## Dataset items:

--- START ---

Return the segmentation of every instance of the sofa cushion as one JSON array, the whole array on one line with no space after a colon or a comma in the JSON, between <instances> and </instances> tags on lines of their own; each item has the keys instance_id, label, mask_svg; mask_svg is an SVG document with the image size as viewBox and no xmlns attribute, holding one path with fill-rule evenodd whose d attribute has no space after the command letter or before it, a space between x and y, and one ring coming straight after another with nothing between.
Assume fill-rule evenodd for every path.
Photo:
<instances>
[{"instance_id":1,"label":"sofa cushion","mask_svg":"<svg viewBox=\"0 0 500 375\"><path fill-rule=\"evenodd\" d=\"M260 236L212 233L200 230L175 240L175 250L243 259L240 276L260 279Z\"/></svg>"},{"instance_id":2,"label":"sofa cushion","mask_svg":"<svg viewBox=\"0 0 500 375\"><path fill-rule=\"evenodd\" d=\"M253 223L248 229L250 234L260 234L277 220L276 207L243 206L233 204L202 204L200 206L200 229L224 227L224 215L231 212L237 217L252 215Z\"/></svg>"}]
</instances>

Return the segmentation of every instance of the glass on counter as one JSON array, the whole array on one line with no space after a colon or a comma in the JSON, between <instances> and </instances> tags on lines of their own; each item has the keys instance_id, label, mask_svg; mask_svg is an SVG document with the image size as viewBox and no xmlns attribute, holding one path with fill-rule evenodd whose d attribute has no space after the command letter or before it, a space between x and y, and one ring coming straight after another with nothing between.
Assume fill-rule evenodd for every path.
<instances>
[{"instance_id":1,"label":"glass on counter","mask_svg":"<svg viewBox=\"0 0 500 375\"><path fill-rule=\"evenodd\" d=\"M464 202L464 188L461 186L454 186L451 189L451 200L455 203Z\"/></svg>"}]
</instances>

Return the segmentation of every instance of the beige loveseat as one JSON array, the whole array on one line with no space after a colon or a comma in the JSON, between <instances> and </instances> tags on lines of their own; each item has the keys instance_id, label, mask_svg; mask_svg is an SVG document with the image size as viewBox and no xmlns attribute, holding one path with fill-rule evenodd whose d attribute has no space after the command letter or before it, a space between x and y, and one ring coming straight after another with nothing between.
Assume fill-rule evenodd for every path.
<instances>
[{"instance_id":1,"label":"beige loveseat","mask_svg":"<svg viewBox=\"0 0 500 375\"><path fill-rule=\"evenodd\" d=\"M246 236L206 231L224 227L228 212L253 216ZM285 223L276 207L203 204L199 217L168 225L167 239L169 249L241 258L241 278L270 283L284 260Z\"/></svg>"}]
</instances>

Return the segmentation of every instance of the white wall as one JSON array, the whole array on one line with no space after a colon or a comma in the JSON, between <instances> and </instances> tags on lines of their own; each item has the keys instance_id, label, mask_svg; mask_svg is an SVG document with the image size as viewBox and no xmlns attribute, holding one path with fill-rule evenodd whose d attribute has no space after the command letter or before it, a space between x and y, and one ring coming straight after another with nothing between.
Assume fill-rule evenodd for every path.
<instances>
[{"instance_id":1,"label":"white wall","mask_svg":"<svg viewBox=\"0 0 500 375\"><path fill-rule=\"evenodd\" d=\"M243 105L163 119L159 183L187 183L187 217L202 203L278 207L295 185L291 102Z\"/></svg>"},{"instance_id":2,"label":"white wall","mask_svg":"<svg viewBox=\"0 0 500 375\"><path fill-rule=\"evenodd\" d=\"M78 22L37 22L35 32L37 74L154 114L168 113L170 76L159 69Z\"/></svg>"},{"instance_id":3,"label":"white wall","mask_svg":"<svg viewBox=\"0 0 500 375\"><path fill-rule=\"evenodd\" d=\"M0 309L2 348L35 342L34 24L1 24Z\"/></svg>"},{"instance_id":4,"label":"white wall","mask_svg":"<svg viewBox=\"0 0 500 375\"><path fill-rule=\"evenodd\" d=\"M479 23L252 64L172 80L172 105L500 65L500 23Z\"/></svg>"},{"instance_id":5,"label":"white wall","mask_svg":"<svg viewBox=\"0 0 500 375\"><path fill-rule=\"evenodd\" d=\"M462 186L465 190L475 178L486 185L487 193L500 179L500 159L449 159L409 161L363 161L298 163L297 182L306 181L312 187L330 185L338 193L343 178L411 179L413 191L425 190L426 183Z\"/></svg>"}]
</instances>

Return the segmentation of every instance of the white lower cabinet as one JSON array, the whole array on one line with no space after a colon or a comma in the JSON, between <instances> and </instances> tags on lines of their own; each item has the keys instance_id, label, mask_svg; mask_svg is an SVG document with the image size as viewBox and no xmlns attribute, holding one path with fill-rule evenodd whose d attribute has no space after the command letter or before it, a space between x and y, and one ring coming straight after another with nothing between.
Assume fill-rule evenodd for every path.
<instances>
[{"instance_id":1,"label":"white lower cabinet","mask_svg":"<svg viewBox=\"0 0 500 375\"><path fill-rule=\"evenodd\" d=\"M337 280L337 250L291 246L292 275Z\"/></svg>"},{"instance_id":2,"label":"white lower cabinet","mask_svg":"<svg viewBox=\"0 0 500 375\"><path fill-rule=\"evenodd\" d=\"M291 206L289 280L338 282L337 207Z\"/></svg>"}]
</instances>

--- END ---

## Description of the task:
An exact copy of every record above is required.

## Answer for this exercise:
Return the segmentation of every instance of the sofa cushion as one JSON array, the whole array on one line with no space after a colon or a comma in the JSON, between <instances> and </instances> tags on lines of their own; each item has the keys instance_id, label, mask_svg; mask_svg is an SVG document with the image size as viewBox and no xmlns attribute, holding one path with fill-rule evenodd whose d attribute has no space after the command letter or before it, a space between x and y, and one ring coming straight after another with nothing between.
Assume fill-rule evenodd for every path.
Photo:
<instances>
[{"instance_id":1,"label":"sofa cushion","mask_svg":"<svg viewBox=\"0 0 500 375\"><path fill-rule=\"evenodd\" d=\"M260 236L212 233L200 230L175 240L175 250L243 259L240 276L260 279Z\"/></svg>"},{"instance_id":2,"label":"sofa cushion","mask_svg":"<svg viewBox=\"0 0 500 375\"><path fill-rule=\"evenodd\" d=\"M253 223L248 229L250 234L260 234L277 220L276 207L243 206L233 204L202 204L200 206L200 229L224 227L224 215L231 212L237 217L252 215Z\"/></svg>"}]
</instances>

Return the segmentation of every instance of the glass on counter as one JSON array, the whole array on one line with no space after a colon or a comma in the JSON, between <instances> and </instances> tags on lines of their own; each item has the keys instance_id, label, mask_svg; mask_svg is an SVG document with the image size as viewBox and no xmlns attribute, holding one path with fill-rule evenodd whose d attribute has no space after the command letter or before it, a space between x and y, and one ring coming straight after another with nothing between.
Assume fill-rule evenodd for every path.
<instances>
[{"instance_id":1,"label":"glass on counter","mask_svg":"<svg viewBox=\"0 0 500 375\"><path fill-rule=\"evenodd\" d=\"M464 202L464 188L461 186L454 186L451 189L451 200L455 203Z\"/></svg>"}]
</instances>

Return the segmentation of every instance of the beige loveseat as one JSON array, the whole array on one line with no space after a colon or a comma in the JSON, between <instances> and </instances> tags on lines of their own; each item has the keys instance_id, label, mask_svg; mask_svg is an SVG document with the image size as viewBox and no xmlns attribute, holding one path with fill-rule evenodd whose d attribute has no space after the command letter or before it, a space between x and y, and one ring coming straight after another with nothing between.
Assume fill-rule evenodd for every path.
<instances>
[{"instance_id":1,"label":"beige loveseat","mask_svg":"<svg viewBox=\"0 0 500 375\"><path fill-rule=\"evenodd\" d=\"M246 236L206 231L224 227L228 212L253 216ZM285 223L276 207L203 204L199 217L168 225L167 239L169 249L241 258L241 278L270 283L284 260Z\"/></svg>"}]
</instances>

Return the segmentation of every instance of the white wall as one JSON array, the whole array on one line with no space after a colon or a comma in the JSON, between <instances> and </instances> tags on lines of their own; each item has the keys instance_id, label, mask_svg; mask_svg is an SVG document with the image size as viewBox and no xmlns attribute, holding one path with fill-rule evenodd whose d attribute has no space after the command letter or before it, a space between x and y, and one ring coming straight after another with nothing between.
Assume fill-rule evenodd for every path.
<instances>
[{"instance_id":1,"label":"white wall","mask_svg":"<svg viewBox=\"0 0 500 375\"><path fill-rule=\"evenodd\" d=\"M243 105L163 119L159 183L187 183L187 217L202 203L278 207L295 185L291 102Z\"/></svg>"},{"instance_id":2,"label":"white wall","mask_svg":"<svg viewBox=\"0 0 500 375\"><path fill-rule=\"evenodd\" d=\"M78 22L37 22L35 32L37 74L154 114L168 113L170 76L159 69Z\"/></svg>"},{"instance_id":3,"label":"white wall","mask_svg":"<svg viewBox=\"0 0 500 375\"><path fill-rule=\"evenodd\" d=\"M0 309L2 348L35 342L34 24L1 24Z\"/></svg>"},{"instance_id":4,"label":"white wall","mask_svg":"<svg viewBox=\"0 0 500 375\"><path fill-rule=\"evenodd\" d=\"M479 23L252 64L172 80L172 105L500 65L500 23Z\"/></svg>"},{"instance_id":5,"label":"white wall","mask_svg":"<svg viewBox=\"0 0 500 375\"><path fill-rule=\"evenodd\" d=\"M462 186L465 190L475 178L486 185L487 193L500 179L500 159L449 159L409 161L363 161L298 163L297 182L306 181L312 187L330 185L338 193L343 178L411 179L413 191L425 190L426 183Z\"/></svg>"}]
</instances>

Return the segmentation of every instance of the white lower cabinet as one JSON array, the whole array on one line with no space after a colon or a comma in the JSON, between <instances> and </instances> tags on lines of their own; each item has the keys instance_id, label, mask_svg; mask_svg is an SVG document with the image size as viewBox and no xmlns attribute, holding one path with fill-rule evenodd whose d attribute has no space after the command letter or before it, a space between x and y, and one ring coming straight after another with nothing between.
Assume fill-rule evenodd for every path.
<instances>
[{"instance_id":1,"label":"white lower cabinet","mask_svg":"<svg viewBox=\"0 0 500 375\"><path fill-rule=\"evenodd\" d=\"M337 280L337 250L291 246L292 275Z\"/></svg>"},{"instance_id":2,"label":"white lower cabinet","mask_svg":"<svg viewBox=\"0 0 500 375\"><path fill-rule=\"evenodd\" d=\"M291 206L289 280L338 282L337 207Z\"/></svg>"}]
</instances>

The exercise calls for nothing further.